-- Start of Excerpted text --

In (C), picking nominal as the default role means the GeneralizedNewtypeDeriving basically goes away with GHC 7.8. You will be unable to use GND for anything unless every author above you in the chain puts role annotations in. Moreover, we'll be stuck writing them forever for every data type. It still closes the GND loopholes, but it does so by nuking the site from orbit.

For (A), picking representational as the default role means that authors have to deal with unexpected encapsulation leaks. This required a half dozen annotations over base, and a couple in containers, maybe a dozen in lens and affects a relative minority of modules.

Both scenarios are bad.

Argument in favor of (A) is that many authors have already refactored to write their instances this way over the course of the last 2 release candidates, because we've been hammering home that they'll have to deal with it and that in the long term it is less work for everyone going forward, but it does mean that the folks who do care about SafeHaskell need to be conscious of the new language feature.

I rather don't like the fact that (A) puts a new burden on people silently, but I really don't like that (C) requires literally everyone to annotate everything forever. We'd never stop paying that tax, and everyone who thought they were ready for 7.8 is back to the drawing board, and needs to start preparing for the release anew.

Turning this around to try to find something productive here, I have two thoughts:

1.) One option might be to add a warning to any data type that doesn't export its constructors that has representational role. That isn't perfect. Some folks expose constructors in other-modules that they don't leak to to the end user in exposed-modules, but it'd be a start and covers for example, the cases in containers.

-- End of Excerpted text --

Written exercise 1
Answer from the post on GHC role defaults, one line each:
(a) In option (C), which role is picked as the default?
(b) About how many annotations did option (A) require over base?
(c) In the first of the two thoughts, what would the warning be added to?
Written exercise 2
From the post on GHC role defaults, extract the stretch from "In (C), picking" through "minority of modules.".
Written exercise 3
Extend the post on GHC role defaults, picking up right after its final sentence.
The data after this point are separate material, unrelated to the post on GHC role defaults.

-- Start of Listing --

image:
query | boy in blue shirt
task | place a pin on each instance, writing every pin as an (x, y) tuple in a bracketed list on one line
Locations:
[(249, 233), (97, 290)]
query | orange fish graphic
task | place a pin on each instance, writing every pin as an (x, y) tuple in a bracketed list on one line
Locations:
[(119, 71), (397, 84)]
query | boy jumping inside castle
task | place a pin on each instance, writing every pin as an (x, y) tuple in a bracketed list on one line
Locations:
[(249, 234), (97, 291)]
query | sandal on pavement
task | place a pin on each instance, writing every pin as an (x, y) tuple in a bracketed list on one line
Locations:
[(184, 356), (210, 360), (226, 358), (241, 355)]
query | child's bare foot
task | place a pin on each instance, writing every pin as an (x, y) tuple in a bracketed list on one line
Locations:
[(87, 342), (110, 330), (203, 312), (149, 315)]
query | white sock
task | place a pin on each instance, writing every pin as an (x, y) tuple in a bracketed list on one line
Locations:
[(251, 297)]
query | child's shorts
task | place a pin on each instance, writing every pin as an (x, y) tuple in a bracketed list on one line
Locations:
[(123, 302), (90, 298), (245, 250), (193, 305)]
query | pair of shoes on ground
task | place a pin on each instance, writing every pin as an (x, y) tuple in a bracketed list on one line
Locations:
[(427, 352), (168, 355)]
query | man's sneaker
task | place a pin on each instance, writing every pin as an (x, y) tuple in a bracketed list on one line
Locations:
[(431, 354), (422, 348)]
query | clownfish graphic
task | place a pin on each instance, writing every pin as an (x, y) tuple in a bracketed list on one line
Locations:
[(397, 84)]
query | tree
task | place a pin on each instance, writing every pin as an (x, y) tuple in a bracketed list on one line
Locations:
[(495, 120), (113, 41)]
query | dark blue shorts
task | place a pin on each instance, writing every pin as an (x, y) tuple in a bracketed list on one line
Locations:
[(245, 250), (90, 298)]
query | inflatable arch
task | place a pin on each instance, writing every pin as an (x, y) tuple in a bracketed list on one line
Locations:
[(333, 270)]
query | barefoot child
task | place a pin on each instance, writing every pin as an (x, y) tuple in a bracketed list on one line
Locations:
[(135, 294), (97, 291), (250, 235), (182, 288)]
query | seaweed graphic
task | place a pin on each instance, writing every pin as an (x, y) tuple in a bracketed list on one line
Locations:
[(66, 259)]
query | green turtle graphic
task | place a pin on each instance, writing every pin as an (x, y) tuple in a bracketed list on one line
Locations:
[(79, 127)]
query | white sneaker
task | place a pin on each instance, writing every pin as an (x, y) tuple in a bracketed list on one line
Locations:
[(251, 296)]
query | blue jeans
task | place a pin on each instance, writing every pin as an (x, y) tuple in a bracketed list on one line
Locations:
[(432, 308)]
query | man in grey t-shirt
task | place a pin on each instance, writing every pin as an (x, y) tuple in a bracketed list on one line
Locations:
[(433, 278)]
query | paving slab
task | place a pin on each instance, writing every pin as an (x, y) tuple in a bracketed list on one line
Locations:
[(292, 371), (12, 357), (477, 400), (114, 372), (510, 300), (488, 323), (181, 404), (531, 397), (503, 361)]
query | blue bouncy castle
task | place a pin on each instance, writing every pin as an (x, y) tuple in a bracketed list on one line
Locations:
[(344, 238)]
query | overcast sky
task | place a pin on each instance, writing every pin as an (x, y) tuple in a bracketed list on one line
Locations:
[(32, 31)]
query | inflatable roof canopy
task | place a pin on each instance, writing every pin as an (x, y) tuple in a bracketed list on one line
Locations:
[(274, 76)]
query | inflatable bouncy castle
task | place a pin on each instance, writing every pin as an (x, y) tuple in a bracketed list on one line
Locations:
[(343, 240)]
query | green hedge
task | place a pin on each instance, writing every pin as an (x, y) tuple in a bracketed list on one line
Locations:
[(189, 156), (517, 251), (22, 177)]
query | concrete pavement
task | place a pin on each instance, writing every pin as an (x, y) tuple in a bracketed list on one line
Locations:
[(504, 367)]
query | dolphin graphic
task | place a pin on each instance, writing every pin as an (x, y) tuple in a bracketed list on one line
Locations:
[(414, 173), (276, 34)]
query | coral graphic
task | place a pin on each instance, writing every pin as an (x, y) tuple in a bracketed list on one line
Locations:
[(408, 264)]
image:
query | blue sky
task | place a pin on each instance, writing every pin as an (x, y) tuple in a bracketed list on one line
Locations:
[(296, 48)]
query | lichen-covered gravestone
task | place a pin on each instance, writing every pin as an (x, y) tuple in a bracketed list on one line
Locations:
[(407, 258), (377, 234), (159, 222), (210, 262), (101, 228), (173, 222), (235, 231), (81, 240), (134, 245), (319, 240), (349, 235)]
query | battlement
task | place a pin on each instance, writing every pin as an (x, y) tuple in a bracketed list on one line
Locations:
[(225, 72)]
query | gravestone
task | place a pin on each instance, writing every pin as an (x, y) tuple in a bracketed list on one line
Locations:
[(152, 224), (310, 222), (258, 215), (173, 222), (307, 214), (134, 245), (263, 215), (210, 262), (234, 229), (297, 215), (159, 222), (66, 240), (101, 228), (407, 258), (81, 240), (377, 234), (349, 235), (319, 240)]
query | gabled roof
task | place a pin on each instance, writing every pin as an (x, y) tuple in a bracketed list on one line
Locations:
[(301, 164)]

-- End of Listing --

Task output 1
(a) Nominal.
(b) A half dozen.
(c) Any data type that has representational role and doesn't export its constructors.

Task output 2
In (C), picking nominal as the default role means the GeneralizedNewtypeDeriving basically goes away with GHC 7.8. You will be unable to use GND for anything unless every author above you in the chain puts role annotations in. Moreover, we'll be stuck writing them forever for every data type. It still closes the GND loopholes, but it does so by nuking the site from orbit.

For (A), picking representational as the default role means that authors have to deal with unexpected encapsulation leaks. This required a half dozen annotations over base, and a couple in containers, maybe a dozen in lens and affects a relative minority of modules.

Task output 3
2.) Is there actually a SafeHaskell problem here at all? coerce itself isn't currently exposed in a Safe module, so it can't be used for a SafeHaskell exploit directly without trust. I am currently unaware of any path by which we can abuse GND alone to obtain a coercion.

If (2) holds, then while it is annoying to library authors that there is a new avenue to deal with that can violate their encapsulation, it does come into user-land from the same GHC.Prim module that you get unsafeCoerce# from, which can do everything coerce can do.

comment:22 Changed 18 months ago by ekmett

One option here is to just retain the status quo that GeneralizedNewtypeDeriving isn't available in Safe Haskell.

Then you'd retain the invariant that GND absolutely can't be used to violate library invariants, and since coerce isn't available in Safe mode without explicit trust, the interaction of these two features goes away completely.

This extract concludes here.